== Extrait ==
Un dernier point: l’article de Martine Martine Del Giudice insiste sur le fait que la réconciliation à laquelle appelle Bakounine est à mettre en balance avec le problème moderne de l’aliénation. Je me demande si cela ne consiste pas à plaquer sur le Bakounine de l’époque des thématiques bien postérieures, et dont il ne se réclamera d’ailleurs jamais en ces termes (on attribue en général à Feuerbach, à Hess puis au Marx des Manuscrits de 1844 la construction de ce concept d’aliénation et son déplacement progressif depuis le terrain religieux jusqu’au champ sociopolitique). Néanmoins, je me demande également si Martine Del Giudice ne pointe pas ici une vraie question, qui est celle de ce qu’on appelle à l’époque en Russie les « hommes de trop »: ce que critique Bakounine dans son article de 1838, c’est le fait que les jeunes intellectuels Russes soient coupés de la réalité de leur pays, c’est donc une forme de séparation, à laquelle la réconciliation avec la réalité, qui passe par la philosophie allemande, doit mettre fin. Mais là encore, cela ne signifie pas nécessairement une transformation démocratique ou révolutionnaire de cette réalité…
Salut à tous
Je n’ai pas lu le livre de Paul McLaughlin, Bakunin – The Philosophical Basis of His Anarchism, mais il fait partie de mon programme de lectures, ni l’article de Martine Del Giudice — dont je n’avais à ma grande honte jamais entendu parler.
Je comprends bien que le titre de l’article : « Bakounine était-il de droite ? » est un peu provocateur, mais au fond il n’a pas de sens. C’est un anarchronisme. C’est situer sur le plan politique une problématique qui n’était pas celle de Bakounine à l’époque.
Conservateur, oui. A cette époque-là il cherche l’absolu et il est dans un registre hégélo-chrétien, souvent d’une mièvrerie dégoulinante dans sa correspondance avec ses sœurs ou les sœurs Beer – dont l’une ne le laissait pas indifférent.
Le problème, c’est que je ne suis pas du tout convaincu que Hegel lui-même était conservateur. Ça mériterait un débat… Sa formule : « ce qui est rationnel est réel, ce qui est réel est rationnel » peut très bien être interprêtée de manière à ne pas cautionner une réalité « conservatrice ».
===
== Entrées fournies ==
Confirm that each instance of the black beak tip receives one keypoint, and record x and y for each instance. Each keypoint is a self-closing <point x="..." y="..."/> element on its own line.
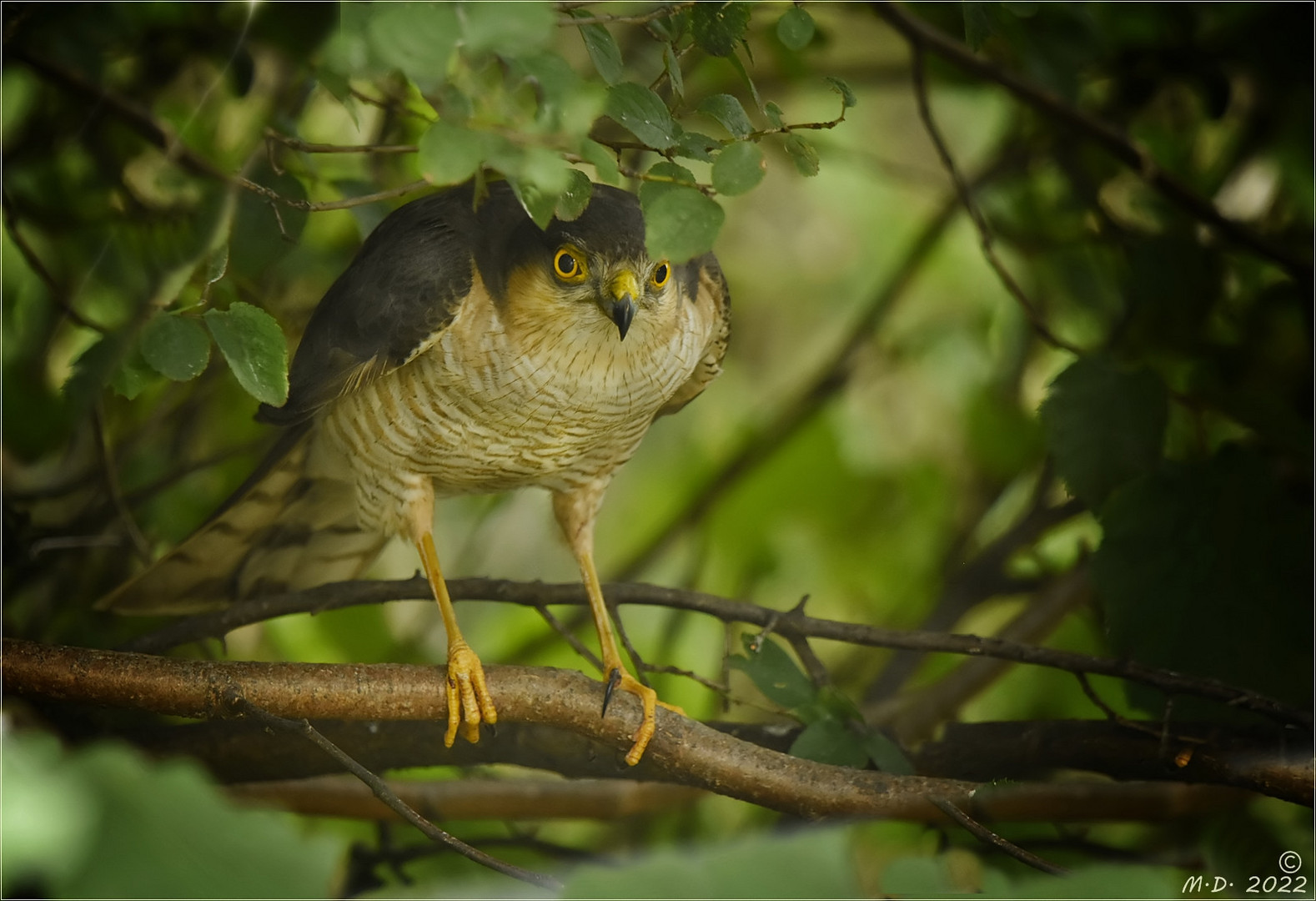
<point x="623" y="311"/>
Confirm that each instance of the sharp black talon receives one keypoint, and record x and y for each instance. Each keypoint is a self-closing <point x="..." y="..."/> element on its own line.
<point x="614" y="682"/>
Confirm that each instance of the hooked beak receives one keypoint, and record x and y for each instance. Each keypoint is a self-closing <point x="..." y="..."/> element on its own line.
<point x="621" y="306"/>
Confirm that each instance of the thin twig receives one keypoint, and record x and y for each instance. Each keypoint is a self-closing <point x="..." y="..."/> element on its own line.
<point x="321" y="206"/>
<point x="985" y="834"/>
<point x="386" y="794"/>
<point x="641" y="18"/>
<point x="826" y="384"/>
<point x="57" y="293"/>
<point x="111" y="475"/>
<point x="922" y="34"/>
<point x="985" y="236"/>
<point x="676" y="671"/>
<point x="307" y="147"/>
<point x="576" y="644"/>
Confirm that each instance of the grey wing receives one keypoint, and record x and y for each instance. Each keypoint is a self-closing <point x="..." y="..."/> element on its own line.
<point x="404" y="286"/>
<point x="707" y="289"/>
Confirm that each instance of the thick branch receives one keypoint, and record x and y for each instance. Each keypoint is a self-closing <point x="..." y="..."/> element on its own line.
<point x="536" y="594"/>
<point x="683" y="750"/>
<point x="922" y="34"/>
<point x="474" y="798"/>
<point x="1263" y="763"/>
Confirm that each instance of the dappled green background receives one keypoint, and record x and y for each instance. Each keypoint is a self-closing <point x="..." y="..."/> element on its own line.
<point x="1183" y="430"/>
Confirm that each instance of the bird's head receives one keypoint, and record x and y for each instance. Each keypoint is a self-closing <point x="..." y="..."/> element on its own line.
<point x="617" y="286"/>
<point x="591" y="272"/>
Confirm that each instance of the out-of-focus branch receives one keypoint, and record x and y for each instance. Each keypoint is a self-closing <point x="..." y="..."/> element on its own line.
<point x="474" y="798"/>
<point x="922" y="34"/>
<point x="1265" y="762"/>
<point x="383" y="793"/>
<point x="826" y="384"/>
<point x="915" y="714"/>
<point x="985" y="238"/>
<point x="792" y="622"/>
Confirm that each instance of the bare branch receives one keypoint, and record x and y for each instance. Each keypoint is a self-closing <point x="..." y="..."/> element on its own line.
<point x="985" y="236"/>
<point x="380" y="789"/>
<point x="532" y="594"/>
<point x="474" y="798"/>
<point x="682" y="750"/>
<point x="922" y="34"/>
<point x="985" y="834"/>
<point x="307" y="147"/>
<point x="640" y="18"/>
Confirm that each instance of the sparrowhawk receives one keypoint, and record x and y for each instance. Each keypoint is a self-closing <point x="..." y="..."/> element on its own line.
<point x="464" y="350"/>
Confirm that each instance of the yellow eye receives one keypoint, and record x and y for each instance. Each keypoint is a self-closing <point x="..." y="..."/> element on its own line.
<point x="569" y="265"/>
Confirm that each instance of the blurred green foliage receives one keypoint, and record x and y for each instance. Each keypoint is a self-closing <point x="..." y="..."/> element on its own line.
<point x="787" y="138"/>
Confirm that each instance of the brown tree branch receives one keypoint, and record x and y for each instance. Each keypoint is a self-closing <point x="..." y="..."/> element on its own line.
<point x="922" y="34"/>
<point x="992" y="838"/>
<point x="473" y="798"/>
<point x="386" y="796"/>
<point x="1263" y="762"/>
<point x="682" y="750"/>
<point x="986" y="240"/>
<point x="533" y="594"/>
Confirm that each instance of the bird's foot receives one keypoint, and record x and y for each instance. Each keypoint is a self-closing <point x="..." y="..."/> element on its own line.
<point x="621" y="680"/>
<point x="467" y="694"/>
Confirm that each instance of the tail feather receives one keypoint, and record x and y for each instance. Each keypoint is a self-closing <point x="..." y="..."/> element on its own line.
<point x="284" y="530"/>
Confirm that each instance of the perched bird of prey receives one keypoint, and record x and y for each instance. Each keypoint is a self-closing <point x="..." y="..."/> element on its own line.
<point x="464" y="350"/>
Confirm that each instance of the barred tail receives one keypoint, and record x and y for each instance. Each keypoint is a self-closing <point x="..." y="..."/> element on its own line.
<point x="284" y="530"/>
===
* _Travail demandé_
a) Citez l'extrait sur Bakounine depuis « Conservateur, oui. A » jusqu'à « laissait pas indifférent. » inclus.
b) D'après l'extrait, à qui attribue-t-on en général la construction du concept d'aliénation ?
Les entrées proviennent d'une source distincte de l'extrait.

* _Réponses finales_
a)
Conservateur, oui. A cette époque-là il cherche l’absolu et il est dans un registre hégélo-chrétien, souvent d’une mièvrerie dégoulinante dans sa correspondance avec ses sœurs ou les sœurs Beer – dont l’une ne le laissait pas indifférent.

b) À Feuerbach, à Hess puis au Marx des Manuscrits de 1844.